__Tasks to complete__
1. Based on the vena cava filter abstract below, say whether each statement agrees with it. Answer yes or no for each and quote the words that decide it.
(a) The vena cava geometry model came from computed tomography images of a real patient.
(b) The simulations used only a Newtonian model for blood viscosity.
(c) The pressure force was found to be roughly proportional to the filter surface area.
2. Turn the paragraph of the vena cava filter abstract that begins "Computational fluid dynamics was used" into a short bulleted list that keeps its main facts.

__Exercise passage__
◇ ◇ ◇ ◇ ◇ ◇ ◇

Repositori URV

Identifier: imarina:5131987

Handle: https://hdl.handle.net/20.500.11797/imarina5131987

Authors:
López J., Fortuny G., Puigjaner D., Herrero J., Marimon F.

Abstract:
Computational fluid dynamics was used to simulate the flow of blood within an inferior vena cava (IVC) geometry model that was reconstructed from computed tomography images obtained from a real patient. The main novelty of the present work is that we simulated the implantation of four different filter models in this real- istic IVC geometry. We considered different blood flow rates in the range between Vin= 20 and Vin= 80cm3∕s and all simulations were performed with both the Newtonian and a non-Newtonian model for the blood viscosity. We compared the hemodynamics performance of the different filter models and we paid a special atten- tion to the total drag force, Fd, exerted by the blood flow on the filter surface. This force is the sum of two contributions: the viscous skin friction force, which was found to be roughly proportional to the filter surface area, and the pressure force, which depended on the particular filter geometry design. The Fd force is relevant because it must be balanced by the total force exerted by the filter hooks/struts on the IVC wall at the attachment locations. For the highest Vin value investigated, the variation in Fd among filters was from 116 to 308 dyne. We also showed how the present results can be extrapolated to obtain good estimates of the drag forces if the blood viscosity levels change, i.e., if the patient with a filter implanted is treated with anticoagulant therapy.

◇ ◇ ◇ ◇ ◇ ◇ ◇

__Data listing__

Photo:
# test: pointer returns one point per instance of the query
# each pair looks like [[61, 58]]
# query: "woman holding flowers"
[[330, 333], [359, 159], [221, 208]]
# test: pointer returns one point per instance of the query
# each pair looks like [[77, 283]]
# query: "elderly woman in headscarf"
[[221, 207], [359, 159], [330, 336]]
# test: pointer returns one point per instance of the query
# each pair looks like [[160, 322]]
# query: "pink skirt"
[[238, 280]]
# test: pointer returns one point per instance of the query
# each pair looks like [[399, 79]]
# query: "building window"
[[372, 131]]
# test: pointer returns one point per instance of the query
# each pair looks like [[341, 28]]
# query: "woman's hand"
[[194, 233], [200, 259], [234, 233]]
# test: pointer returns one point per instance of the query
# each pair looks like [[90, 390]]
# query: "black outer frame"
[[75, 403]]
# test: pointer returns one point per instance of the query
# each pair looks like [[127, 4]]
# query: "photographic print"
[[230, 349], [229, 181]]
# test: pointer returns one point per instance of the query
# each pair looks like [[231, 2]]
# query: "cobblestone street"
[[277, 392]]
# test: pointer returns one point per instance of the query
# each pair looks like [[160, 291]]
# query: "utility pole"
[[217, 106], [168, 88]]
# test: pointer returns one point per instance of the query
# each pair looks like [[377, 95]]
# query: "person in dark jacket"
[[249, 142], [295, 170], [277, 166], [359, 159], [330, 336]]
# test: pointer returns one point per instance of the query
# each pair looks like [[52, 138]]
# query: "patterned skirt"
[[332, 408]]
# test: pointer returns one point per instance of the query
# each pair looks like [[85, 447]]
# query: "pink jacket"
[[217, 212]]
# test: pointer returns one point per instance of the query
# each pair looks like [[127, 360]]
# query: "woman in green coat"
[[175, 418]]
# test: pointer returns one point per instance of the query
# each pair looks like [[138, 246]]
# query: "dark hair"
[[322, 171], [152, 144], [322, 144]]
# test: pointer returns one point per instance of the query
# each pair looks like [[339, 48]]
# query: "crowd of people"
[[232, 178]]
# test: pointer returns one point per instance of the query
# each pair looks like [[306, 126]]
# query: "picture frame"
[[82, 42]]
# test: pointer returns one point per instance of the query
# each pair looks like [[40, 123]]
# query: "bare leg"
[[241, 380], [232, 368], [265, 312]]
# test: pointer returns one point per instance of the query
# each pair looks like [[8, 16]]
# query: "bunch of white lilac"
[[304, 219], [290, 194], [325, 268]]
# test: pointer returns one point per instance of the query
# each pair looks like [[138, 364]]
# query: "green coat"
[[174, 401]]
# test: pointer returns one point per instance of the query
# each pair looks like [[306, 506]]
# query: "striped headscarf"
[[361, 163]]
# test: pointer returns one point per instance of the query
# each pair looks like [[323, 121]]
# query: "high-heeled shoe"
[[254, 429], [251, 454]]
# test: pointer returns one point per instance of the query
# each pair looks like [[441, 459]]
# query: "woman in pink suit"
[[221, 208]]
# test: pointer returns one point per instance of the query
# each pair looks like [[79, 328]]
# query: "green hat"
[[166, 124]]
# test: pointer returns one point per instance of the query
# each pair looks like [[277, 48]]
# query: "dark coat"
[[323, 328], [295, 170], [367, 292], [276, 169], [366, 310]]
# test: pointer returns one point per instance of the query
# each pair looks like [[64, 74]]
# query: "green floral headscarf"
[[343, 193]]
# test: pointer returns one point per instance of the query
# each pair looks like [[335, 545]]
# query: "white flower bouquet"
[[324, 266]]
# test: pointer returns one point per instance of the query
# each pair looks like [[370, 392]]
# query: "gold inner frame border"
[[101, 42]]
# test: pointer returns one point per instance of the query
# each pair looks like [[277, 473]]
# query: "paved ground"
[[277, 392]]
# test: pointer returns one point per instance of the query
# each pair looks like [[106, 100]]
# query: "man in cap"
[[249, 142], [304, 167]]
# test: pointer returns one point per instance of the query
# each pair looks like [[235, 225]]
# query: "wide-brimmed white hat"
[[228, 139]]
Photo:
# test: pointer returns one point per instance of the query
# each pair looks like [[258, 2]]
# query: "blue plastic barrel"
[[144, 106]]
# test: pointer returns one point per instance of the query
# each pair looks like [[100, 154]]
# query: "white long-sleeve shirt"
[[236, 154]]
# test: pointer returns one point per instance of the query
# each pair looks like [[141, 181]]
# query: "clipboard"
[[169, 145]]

◇ ◇ ◇ ◇ ◇ ◇ ◇

__Task-by-task results__
1.
(a) Yes: "reconstructed from computed tomography images obtained from a real patient"
(b) No: "all simulations were performed with both the Newtonian and a non-Newtonian model for the blood viscosity"
(c) No: "the pressure force, which depended on the particular filter geometry design"

2.
- Computational fluid dynamics simulated blood flow in an inferior vena cava (IVC) model reconstructed from a real patient's computed tomography images.
- The main novelty is the simulated implantation of four different filter models in this realistic IVC geometry.
- Blood flow rates ranged from Vin= 20 to Vin= 80cm3∕s, and every simulation used both a Newtonian and a non-Newtonian viscosity model.
- The filters' hemodynamic performance was compared, with a focus on the total drag force (Fd) of the blood on the filter surface.
- Fd combines viscous skin friction, roughly proportional to filter surface area, and pressure force, which depends on filter geometry design.
- Fd matters because the filter hooks/struts must balance it with the force they exert on the IVC wall.
- At the highest Vin, Fd ranged from 116 to 308 dyne across filters.
- The results can be extrapolated to estimate drag forces when blood viscosity changes, as with anticoagulant therapy.